_PASSAGE PROVIDED:_
"""

In this notebook, I explore fitting closed population capture-recapture models in PyMC. Capture-recapture, at least the Lincoln-Peterson estimator, has been around for almost 100 years. Since then, countless varieties of capture-recapture models have been developed for closed populations (Otis et al. 1978).

The basic steps in capture-recapture are: capture several individuals–e.g., via trapping–from the population of interest, mark these animals, then release them. We repeat this process several times, each time noting when we recapture individuals.

Table 1: Example capture history, where \(t\) is the sampling occasion and 1 indicates capture

Individual	\(t_1\)	\(t_2\)	\(t_3\)	\(t_4\)
001	1	1	0	1
002	0	1	1	1
003	0	0	1	1

This produces a capture history for each individual, which allows us to estimate the probability of capture and the number of individuals in the population \(N\).

Salamander Example

I use the salamander dataset from Bailey, Simons, and Pollock (2004), as demonstrated in Hooten and Hefley (2019), Chapter 24. These data were collected on two salamander species, the red-cheeked salamander (Plethodon jordani) and the pygmy salamander (Desmognathus wrighti), in Great Smoky Mountains National Park. The salamanders were counted in 15m by 15m square plots. There were \(n=92\) individual red-cheeked and \(n=132\) pygmy salamanders captured during the course of the survey.

"""

_GIVEN EXERCISE A:_ In the capture-recapture notebook, how large were the square plots in which the salamanders were counted?

_STORED RECORDS:_
"""

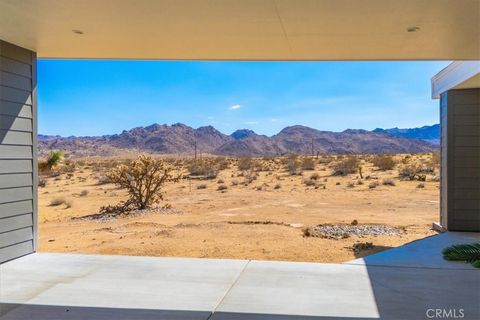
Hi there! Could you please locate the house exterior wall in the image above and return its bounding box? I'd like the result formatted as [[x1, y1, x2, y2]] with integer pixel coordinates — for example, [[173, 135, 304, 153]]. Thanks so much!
[[0, 40, 37, 263], [440, 88, 480, 232]]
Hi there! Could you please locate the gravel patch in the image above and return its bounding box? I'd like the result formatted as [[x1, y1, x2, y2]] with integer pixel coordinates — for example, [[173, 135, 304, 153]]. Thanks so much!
[[304, 224, 402, 240]]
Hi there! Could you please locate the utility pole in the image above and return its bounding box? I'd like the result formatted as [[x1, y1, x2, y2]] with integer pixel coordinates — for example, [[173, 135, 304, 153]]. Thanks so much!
[[193, 140, 197, 164]]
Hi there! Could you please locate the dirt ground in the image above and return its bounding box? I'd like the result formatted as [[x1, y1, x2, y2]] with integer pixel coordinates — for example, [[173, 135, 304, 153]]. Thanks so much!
[[39, 155, 439, 262]]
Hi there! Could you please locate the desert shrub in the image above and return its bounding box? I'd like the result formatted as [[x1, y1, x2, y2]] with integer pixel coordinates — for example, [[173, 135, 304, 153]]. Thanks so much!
[[188, 160, 218, 179], [301, 158, 315, 170], [310, 172, 320, 180], [368, 181, 379, 189], [398, 164, 426, 181], [49, 198, 72, 209], [45, 150, 64, 170], [243, 171, 258, 185], [237, 157, 253, 171], [216, 157, 230, 171], [217, 184, 228, 191], [97, 176, 112, 186], [382, 178, 395, 187], [285, 155, 302, 176], [372, 155, 395, 171], [430, 151, 440, 168], [38, 178, 47, 188], [333, 156, 359, 176], [107, 155, 180, 209]]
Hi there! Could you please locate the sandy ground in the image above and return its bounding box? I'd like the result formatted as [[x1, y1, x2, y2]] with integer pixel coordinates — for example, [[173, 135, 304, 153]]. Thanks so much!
[[39, 155, 439, 262]]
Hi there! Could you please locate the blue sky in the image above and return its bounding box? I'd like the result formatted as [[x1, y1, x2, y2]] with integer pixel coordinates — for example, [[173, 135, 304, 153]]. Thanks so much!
[[38, 60, 448, 136]]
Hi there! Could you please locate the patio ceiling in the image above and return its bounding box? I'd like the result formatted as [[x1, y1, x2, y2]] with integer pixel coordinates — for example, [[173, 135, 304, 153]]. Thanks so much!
[[0, 0, 480, 60]]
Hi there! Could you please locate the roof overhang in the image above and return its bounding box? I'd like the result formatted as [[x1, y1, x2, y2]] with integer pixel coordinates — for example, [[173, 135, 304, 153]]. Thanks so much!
[[432, 61, 480, 99], [0, 0, 480, 60]]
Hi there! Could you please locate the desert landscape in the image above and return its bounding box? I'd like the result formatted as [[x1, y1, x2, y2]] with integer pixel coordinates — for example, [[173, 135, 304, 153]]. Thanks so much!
[[39, 151, 439, 262]]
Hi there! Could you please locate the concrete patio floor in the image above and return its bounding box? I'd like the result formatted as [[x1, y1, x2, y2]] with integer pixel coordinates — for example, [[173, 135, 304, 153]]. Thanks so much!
[[0, 233, 480, 320]]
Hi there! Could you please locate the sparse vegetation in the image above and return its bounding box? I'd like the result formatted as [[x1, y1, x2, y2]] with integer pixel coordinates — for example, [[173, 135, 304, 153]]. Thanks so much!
[[107, 155, 180, 210], [333, 156, 359, 176], [372, 155, 396, 171], [382, 178, 395, 187]]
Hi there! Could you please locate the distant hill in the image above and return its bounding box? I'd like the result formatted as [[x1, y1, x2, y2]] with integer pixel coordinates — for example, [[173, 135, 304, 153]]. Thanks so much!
[[373, 124, 440, 146], [38, 123, 436, 157]]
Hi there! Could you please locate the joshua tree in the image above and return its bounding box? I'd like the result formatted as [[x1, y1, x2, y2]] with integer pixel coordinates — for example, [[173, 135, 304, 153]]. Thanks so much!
[[107, 155, 180, 209]]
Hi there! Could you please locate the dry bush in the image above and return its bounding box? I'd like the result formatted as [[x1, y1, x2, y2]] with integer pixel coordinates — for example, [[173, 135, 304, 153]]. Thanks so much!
[[301, 157, 315, 171], [107, 155, 180, 210], [217, 184, 228, 191], [333, 156, 360, 176], [368, 181, 379, 189], [398, 164, 426, 181], [49, 198, 73, 209], [372, 154, 396, 171], [382, 178, 395, 187], [38, 178, 47, 188], [303, 179, 317, 187], [97, 176, 112, 186], [310, 172, 320, 180], [188, 160, 218, 179], [237, 157, 253, 171], [243, 171, 258, 185], [284, 155, 302, 176], [430, 151, 440, 168]]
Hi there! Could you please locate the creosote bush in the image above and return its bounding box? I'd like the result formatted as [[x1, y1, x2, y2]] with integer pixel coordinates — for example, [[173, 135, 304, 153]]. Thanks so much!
[[333, 156, 360, 176], [372, 155, 395, 171], [106, 155, 180, 210]]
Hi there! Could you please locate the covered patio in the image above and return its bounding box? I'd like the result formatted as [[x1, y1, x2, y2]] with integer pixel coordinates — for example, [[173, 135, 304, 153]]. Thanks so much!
[[0, 0, 480, 320], [0, 232, 480, 320]]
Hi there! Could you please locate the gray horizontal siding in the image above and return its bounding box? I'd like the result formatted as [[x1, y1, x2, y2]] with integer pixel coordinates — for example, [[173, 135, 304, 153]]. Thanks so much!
[[0, 160, 33, 174], [0, 41, 32, 65], [0, 101, 32, 119], [0, 187, 33, 203], [0, 173, 33, 189], [0, 56, 32, 78], [0, 71, 32, 92], [0, 240, 34, 263], [0, 213, 33, 233], [0, 85, 32, 105], [0, 200, 33, 222], [0, 129, 33, 146], [0, 227, 33, 248], [0, 115, 33, 132], [0, 41, 37, 263], [0, 145, 32, 159]]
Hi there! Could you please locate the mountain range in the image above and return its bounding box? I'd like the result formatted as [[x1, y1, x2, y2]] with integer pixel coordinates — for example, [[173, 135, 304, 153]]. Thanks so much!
[[38, 123, 439, 157]]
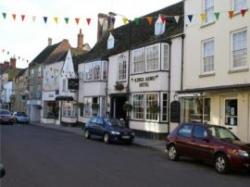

"""

_GIVEN EXERCISE B:_ Rewrite the rows from the line holding "Hi there! Could you please locate the desert landscape" through the line holding "[[39, 151, 439, 262]]", inclusive, with "desert landscape" replaced by "arid landscape" and everything else left unchanged.

_EXPECTED ANSWER A:_ 15m by 15m

_EXPECTED ANSWER B:_
Hi there! Could you please locate the arid landscape in the image above and return its bounding box? I'd like the result formatted as [[x1, y1, x2, y2]] with integer pixel coordinates — for example, [[173, 135, 304, 153]]. Thanks so much!
[[39, 151, 439, 262]]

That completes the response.